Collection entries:
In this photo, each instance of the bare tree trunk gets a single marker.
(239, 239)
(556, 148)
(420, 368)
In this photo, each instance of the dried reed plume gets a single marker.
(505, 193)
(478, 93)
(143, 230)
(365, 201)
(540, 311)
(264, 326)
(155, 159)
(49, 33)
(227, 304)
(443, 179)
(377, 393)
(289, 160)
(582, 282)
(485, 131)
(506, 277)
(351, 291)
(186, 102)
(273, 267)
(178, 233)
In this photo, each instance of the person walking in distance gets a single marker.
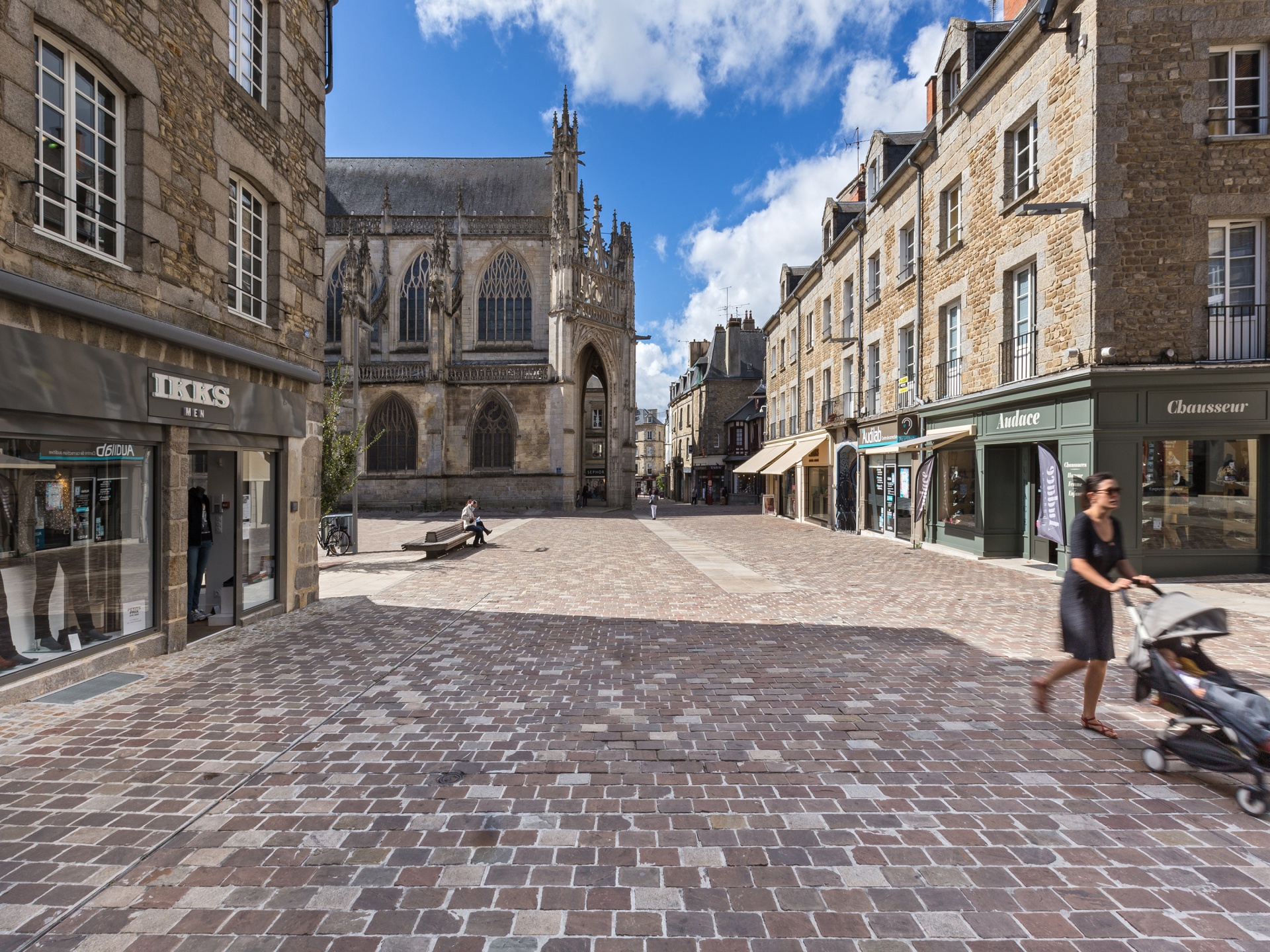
(1085, 604)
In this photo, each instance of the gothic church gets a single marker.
(493, 327)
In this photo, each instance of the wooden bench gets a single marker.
(437, 542)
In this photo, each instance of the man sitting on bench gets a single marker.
(473, 524)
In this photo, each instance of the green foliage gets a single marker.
(338, 448)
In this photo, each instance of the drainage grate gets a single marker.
(85, 690)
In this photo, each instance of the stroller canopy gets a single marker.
(1176, 616)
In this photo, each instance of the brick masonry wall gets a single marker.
(189, 128)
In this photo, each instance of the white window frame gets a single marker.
(849, 307)
(1024, 167)
(951, 202)
(248, 56)
(248, 270)
(1228, 125)
(87, 179)
(906, 249)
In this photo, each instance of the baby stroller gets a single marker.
(1197, 731)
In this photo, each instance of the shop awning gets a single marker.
(761, 459)
(794, 454)
(934, 440)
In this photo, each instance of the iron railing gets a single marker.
(1019, 357)
(1238, 333)
(906, 393)
(951, 377)
(1238, 125)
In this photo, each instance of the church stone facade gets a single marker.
(493, 327)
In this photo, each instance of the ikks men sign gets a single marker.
(1206, 407)
(186, 397)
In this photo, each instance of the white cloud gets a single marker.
(673, 51)
(785, 227)
(875, 98)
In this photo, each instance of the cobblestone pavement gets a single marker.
(574, 739)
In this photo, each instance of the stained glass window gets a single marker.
(492, 438)
(505, 306)
(413, 307)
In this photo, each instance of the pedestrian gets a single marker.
(1095, 550)
(473, 524)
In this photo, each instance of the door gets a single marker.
(889, 527)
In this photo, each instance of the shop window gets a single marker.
(413, 305)
(79, 157)
(77, 557)
(259, 528)
(956, 488)
(247, 252)
(396, 448)
(247, 46)
(1199, 494)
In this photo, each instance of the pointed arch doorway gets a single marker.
(593, 484)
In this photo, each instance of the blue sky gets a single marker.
(716, 128)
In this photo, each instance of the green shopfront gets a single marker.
(1189, 444)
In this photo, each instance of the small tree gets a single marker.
(338, 448)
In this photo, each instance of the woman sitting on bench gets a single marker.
(473, 524)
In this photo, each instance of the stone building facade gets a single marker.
(723, 374)
(1070, 255)
(650, 448)
(492, 314)
(160, 285)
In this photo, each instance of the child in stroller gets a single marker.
(1216, 724)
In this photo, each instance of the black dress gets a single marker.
(1085, 610)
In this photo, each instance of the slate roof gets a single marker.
(492, 187)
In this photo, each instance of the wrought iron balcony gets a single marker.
(1019, 357)
(951, 377)
(1238, 333)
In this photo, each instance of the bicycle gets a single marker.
(332, 536)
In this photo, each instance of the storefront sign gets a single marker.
(1049, 520)
(1020, 419)
(1206, 407)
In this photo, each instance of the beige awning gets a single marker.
(795, 454)
(934, 440)
(761, 459)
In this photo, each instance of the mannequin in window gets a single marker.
(200, 541)
(9, 654)
(73, 563)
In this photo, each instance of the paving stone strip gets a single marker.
(613, 753)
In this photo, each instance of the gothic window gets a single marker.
(413, 307)
(335, 305)
(397, 450)
(492, 438)
(505, 306)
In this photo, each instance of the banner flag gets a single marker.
(1049, 520)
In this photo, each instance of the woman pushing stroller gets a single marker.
(1095, 550)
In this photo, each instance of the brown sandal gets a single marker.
(1040, 695)
(1094, 724)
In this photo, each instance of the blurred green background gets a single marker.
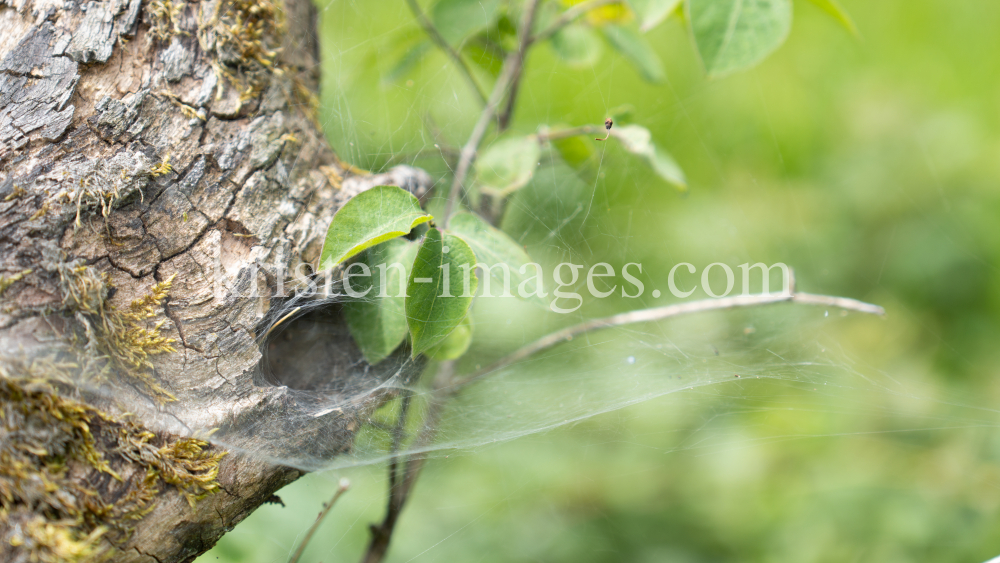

TASK: Could you copy out all of the material above again, word for word, leaving the pictures out of your answer?

FINISHED TASK:
In this photo, each instance of the bare tree trunk gets a single marker.
(239, 239)
(556, 148)
(420, 368)
In this photo, each instance of the dried reed plume gets a single marker.
(505, 193)
(478, 93)
(143, 230)
(365, 201)
(540, 311)
(264, 326)
(155, 159)
(49, 33)
(227, 304)
(443, 179)
(377, 393)
(289, 160)
(582, 282)
(485, 131)
(506, 277)
(351, 291)
(186, 102)
(273, 267)
(178, 233)
In this photo, each instance of the person walking in distance gets a single marker.
(1085, 604)
In this photo, each instance of the gothic church gets a single marker.
(493, 327)
In this photo, each instance of the wooden bench gets a single marker.
(437, 542)
In this photo, each instance of the man sitting on bench gets a single marker.
(473, 524)
In this photo, each instance of the green foliage gets a single marker.
(338, 448)
In this photo, each instance of the drainage grate gets a single marker.
(85, 690)
In this photo, each instance of the stroller canopy gets a single marker.
(1176, 616)
In this photo, each instance of the brick masonry wall gets a single marker.
(189, 128)
In this photo, each instance of the white window frame gets a single marker.
(849, 307)
(1024, 167)
(951, 202)
(248, 56)
(248, 270)
(1228, 125)
(87, 179)
(906, 249)
In this photo, each instance of the baby stroller gets a single marker.
(1197, 731)
In this photo, each instance of the shop awning gets a single marker.
(761, 459)
(794, 454)
(934, 440)
In this photo, each instance of the iron railing gets a single marker.
(1019, 357)
(1238, 333)
(906, 393)
(951, 377)
(1238, 125)
In this photo, each instance of the church stone facade gets a single marker.
(493, 327)
In this photo, each instance of the ikks men sign gets a single marker.
(1206, 407)
(186, 397)
In this photo, each instance of the white cloud gets a single marker.
(673, 51)
(785, 227)
(875, 98)
In this photo, each instance of the cobblestone pavement gets a single marker.
(574, 739)
In this photo, each instance of the stained glass window gets a single marker.
(492, 438)
(505, 306)
(413, 307)
In this photo, each instance of the pedestrian gets a single marker.
(1095, 550)
(473, 524)
In this photo, each instance of the door gets a single marker.
(889, 527)
In this photo, each instance of the shop window gets a single marker.
(413, 305)
(79, 157)
(77, 557)
(259, 528)
(956, 488)
(247, 252)
(396, 448)
(247, 46)
(1199, 494)
In this photo, each instance of the pointed arch doorway gets a single marker.
(593, 484)
In this photo, each instance of the blue sky gets a single marker.
(716, 128)
In this photo, each instance of the green shopfront gets a single marker.
(1189, 444)
In this photo, each instance of the small tree gets a single marker.
(338, 448)
In this photo, each instance of the woman sitting on bench gets a single marker.
(473, 524)
In this photo, each instance of the stone building facade gets a single marker.
(723, 374)
(1070, 255)
(650, 448)
(492, 314)
(160, 285)
In this photo, each instance of the child in stroller gets a single marker.
(1216, 724)
In this photo, each instance of the black dress gets a single marker.
(1085, 610)
In this photo, each instance of the slate roof gets a single marker.
(492, 187)
In this photo, each instance of the wrought iron balcony gets a single marker.
(1019, 357)
(951, 377)
(1238, 333)
In this photo, each instance of the bicycle gets a single marker.
(332, 536)
In this photo, each instance of the storefront sign gets a single marker.
(1049, 520)
(1020, 419)
(1206, 407)
In this photo, each instance of the beige awning gets a single marker.
(795, 454)
(934, 440)
(761, 459)
In this photo, each instance of the mannequin in window gets a single marker.
(200, 541)
(9, 654)
(73, 563)
In this photo, each instance of the paving stone strip gets a single marker.
(613, 753)
In this photo, each instance of the gothic window gets a single marker.
(413, 307)
(335, 305)
(397, 450)
(492, 438)
(505, 306)
In this photo, each instance of the banner flag gets a single marker.
(1049, 520)
In this photo, each instance of the woman pushing stroller gets a single marker.
(1095, 550)
In this photo, each instance of the brown sandal gets a single marker.
(1040, 695)
(1094, 724)
In this photo, each instance of the blurred green background gets a single marker.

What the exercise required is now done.